Please convert the lines of the listing below, from the line containing "Pick out each instance of the baby's fingers" through the line containing "(1029, 560)", inclusive, into a JSON list of strings with one string per line and blank lines omitted.

(Stored data entries)
++++
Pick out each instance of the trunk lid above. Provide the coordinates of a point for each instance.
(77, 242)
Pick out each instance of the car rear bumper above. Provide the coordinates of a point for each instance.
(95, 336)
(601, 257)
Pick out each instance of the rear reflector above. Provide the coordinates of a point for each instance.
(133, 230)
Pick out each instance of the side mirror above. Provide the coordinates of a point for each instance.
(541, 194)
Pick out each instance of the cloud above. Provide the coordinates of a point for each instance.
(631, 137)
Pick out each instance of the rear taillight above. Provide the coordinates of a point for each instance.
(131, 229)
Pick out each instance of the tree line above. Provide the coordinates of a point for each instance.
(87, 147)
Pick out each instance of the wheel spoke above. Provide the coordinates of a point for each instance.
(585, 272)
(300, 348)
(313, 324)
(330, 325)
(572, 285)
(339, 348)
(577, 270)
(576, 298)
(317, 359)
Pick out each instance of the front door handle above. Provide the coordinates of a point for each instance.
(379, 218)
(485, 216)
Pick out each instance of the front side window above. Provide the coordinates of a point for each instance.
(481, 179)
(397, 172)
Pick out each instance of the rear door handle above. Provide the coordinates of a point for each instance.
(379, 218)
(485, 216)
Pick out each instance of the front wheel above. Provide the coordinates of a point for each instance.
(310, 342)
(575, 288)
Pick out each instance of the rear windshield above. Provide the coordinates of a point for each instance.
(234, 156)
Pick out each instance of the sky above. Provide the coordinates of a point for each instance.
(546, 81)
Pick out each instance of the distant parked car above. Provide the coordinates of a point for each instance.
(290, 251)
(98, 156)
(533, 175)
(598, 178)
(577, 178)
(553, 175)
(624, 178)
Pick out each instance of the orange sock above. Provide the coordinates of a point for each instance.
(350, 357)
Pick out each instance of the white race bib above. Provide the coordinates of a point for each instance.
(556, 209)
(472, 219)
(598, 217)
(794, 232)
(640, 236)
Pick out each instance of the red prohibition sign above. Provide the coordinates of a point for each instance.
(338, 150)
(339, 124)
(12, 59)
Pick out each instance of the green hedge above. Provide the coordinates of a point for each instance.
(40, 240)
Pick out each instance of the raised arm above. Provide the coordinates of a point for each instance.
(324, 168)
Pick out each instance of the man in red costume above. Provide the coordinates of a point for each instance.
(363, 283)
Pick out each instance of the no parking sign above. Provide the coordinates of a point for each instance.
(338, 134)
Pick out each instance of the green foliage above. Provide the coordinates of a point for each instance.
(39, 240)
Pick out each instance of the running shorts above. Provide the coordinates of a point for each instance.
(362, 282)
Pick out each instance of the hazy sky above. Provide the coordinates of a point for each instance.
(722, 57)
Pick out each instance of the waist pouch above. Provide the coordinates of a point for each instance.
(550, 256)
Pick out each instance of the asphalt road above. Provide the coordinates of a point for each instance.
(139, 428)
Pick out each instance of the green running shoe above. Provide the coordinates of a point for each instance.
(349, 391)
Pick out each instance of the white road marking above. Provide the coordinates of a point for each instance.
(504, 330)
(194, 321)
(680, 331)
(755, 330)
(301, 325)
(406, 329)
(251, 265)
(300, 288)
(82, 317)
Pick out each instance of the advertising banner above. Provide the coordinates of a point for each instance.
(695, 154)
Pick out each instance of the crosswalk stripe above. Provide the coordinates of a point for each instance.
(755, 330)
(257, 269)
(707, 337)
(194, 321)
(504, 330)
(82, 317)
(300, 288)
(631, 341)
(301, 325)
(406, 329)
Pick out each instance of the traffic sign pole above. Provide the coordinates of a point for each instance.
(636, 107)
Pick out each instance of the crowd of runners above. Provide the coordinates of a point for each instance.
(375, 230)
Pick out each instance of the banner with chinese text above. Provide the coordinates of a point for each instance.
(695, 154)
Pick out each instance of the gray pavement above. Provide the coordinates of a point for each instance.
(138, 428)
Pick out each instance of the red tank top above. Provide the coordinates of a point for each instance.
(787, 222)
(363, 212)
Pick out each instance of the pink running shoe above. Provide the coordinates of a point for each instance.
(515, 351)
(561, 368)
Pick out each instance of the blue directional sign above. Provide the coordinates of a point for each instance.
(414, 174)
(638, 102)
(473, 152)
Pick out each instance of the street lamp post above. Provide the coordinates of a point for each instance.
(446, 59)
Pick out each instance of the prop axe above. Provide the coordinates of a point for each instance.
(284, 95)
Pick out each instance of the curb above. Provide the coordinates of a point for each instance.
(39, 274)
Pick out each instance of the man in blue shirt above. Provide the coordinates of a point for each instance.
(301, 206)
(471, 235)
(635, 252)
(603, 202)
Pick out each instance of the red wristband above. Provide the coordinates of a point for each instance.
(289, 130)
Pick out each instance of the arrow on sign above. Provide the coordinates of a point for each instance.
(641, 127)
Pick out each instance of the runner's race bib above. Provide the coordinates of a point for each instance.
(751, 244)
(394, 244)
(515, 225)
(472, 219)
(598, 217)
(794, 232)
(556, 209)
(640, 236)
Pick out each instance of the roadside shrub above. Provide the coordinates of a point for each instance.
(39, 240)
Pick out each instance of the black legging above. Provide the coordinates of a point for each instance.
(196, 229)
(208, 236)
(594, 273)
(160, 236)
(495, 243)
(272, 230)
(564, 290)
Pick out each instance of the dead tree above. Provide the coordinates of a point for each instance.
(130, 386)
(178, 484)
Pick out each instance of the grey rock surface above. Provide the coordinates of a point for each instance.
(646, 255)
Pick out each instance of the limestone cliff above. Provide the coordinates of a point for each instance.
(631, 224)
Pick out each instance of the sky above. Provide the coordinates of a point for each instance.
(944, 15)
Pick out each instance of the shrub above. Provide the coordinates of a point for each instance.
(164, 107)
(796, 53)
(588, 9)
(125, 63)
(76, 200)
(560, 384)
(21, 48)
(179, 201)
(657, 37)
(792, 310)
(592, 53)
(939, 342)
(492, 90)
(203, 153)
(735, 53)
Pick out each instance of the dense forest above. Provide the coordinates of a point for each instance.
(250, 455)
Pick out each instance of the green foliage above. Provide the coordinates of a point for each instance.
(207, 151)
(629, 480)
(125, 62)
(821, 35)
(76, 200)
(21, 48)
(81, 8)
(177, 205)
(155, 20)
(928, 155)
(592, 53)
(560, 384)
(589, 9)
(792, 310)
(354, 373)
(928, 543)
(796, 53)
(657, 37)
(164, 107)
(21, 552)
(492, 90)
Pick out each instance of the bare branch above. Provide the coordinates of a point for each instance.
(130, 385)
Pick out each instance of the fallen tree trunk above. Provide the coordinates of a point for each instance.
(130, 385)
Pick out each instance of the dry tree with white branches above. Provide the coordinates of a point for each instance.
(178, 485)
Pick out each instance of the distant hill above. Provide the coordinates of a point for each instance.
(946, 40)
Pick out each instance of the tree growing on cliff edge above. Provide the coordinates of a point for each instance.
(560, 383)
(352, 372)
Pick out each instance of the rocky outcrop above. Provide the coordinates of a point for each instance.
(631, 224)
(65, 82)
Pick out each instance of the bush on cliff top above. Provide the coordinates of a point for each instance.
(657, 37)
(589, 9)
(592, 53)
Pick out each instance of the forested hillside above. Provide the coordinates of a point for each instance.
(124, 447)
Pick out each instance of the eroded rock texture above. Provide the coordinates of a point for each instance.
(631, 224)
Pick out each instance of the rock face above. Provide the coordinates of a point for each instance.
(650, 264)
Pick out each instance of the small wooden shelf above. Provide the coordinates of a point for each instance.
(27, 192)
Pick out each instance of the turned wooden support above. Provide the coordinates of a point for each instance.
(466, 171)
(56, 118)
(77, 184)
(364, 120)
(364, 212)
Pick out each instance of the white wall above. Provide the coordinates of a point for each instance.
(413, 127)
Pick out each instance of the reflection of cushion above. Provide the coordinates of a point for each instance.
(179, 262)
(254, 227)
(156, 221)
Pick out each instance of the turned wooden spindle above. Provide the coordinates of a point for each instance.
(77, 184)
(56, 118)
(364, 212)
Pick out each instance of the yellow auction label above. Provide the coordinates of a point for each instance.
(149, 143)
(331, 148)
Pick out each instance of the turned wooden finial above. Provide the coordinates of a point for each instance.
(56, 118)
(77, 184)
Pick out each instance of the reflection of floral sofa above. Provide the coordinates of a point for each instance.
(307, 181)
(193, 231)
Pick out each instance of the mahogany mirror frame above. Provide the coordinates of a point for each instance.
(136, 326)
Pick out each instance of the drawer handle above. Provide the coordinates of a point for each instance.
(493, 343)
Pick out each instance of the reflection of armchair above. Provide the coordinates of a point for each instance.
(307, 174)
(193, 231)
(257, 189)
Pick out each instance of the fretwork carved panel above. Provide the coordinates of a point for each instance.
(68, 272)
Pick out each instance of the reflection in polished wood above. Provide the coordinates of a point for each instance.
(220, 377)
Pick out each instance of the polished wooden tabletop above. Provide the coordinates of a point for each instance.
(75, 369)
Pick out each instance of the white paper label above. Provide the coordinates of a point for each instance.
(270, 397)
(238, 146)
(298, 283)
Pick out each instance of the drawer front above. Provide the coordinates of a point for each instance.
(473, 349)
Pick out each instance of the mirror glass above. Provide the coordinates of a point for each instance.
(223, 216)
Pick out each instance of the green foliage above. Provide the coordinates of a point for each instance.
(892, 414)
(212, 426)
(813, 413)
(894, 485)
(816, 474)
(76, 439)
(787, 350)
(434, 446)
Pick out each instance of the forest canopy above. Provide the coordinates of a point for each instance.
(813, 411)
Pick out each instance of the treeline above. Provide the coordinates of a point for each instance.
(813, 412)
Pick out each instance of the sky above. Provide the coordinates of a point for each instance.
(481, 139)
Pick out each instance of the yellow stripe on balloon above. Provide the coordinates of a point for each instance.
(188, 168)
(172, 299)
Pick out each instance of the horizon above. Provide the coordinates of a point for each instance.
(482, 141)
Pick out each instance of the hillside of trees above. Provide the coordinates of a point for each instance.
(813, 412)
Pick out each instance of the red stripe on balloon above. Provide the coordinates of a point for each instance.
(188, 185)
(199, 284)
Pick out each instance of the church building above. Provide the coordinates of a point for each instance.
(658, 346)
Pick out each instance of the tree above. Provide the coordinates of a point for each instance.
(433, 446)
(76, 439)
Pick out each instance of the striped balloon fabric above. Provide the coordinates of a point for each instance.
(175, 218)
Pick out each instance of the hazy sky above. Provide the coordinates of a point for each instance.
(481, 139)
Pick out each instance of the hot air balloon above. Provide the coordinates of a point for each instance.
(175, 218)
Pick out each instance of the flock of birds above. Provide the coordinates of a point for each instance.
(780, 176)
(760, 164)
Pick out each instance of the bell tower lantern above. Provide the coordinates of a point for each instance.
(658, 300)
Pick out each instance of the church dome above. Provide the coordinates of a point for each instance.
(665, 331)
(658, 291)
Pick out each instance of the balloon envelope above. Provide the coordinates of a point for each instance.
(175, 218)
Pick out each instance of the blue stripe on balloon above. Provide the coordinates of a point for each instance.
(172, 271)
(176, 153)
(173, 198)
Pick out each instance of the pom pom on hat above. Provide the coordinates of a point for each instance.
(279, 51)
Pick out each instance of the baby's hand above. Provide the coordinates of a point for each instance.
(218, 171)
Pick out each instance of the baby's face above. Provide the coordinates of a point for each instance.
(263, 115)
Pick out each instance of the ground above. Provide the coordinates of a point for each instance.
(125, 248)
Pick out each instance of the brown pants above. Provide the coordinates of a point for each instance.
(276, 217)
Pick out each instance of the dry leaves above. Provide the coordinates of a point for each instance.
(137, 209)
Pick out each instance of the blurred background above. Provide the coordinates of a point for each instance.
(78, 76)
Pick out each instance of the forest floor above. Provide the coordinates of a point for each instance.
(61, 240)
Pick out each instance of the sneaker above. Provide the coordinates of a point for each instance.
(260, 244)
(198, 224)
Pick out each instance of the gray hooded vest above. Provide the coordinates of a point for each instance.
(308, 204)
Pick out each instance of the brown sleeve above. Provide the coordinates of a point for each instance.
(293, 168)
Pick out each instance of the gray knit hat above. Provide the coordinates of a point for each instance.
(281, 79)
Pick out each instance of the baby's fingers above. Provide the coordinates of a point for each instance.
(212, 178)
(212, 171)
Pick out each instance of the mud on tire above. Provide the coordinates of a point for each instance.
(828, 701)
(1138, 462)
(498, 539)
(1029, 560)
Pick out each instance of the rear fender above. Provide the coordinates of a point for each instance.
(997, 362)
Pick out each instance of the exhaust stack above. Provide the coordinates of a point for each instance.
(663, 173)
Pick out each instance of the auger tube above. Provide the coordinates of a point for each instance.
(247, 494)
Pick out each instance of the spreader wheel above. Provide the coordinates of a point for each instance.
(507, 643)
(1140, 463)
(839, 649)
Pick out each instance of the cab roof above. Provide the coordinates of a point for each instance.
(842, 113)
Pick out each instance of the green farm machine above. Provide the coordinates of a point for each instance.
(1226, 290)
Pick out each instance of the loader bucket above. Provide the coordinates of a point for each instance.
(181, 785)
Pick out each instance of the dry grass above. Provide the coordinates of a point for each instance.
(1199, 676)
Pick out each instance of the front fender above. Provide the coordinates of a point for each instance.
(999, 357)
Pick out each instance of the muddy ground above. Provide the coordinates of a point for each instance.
++++
# [Expected answer]
[
  "Pick out each instance of the baby's fingers above. Provide the coordinates of a point for each instance.",
  "(212, 178)",
  "(212, 171)",
  "Pick out each instance of the mud on tire above. Provide the coordinates of a point for each instance.",
  "(828, 701)",
  "(1138, 462)",
  "(498, 539)",
  "(1029, 560)"
]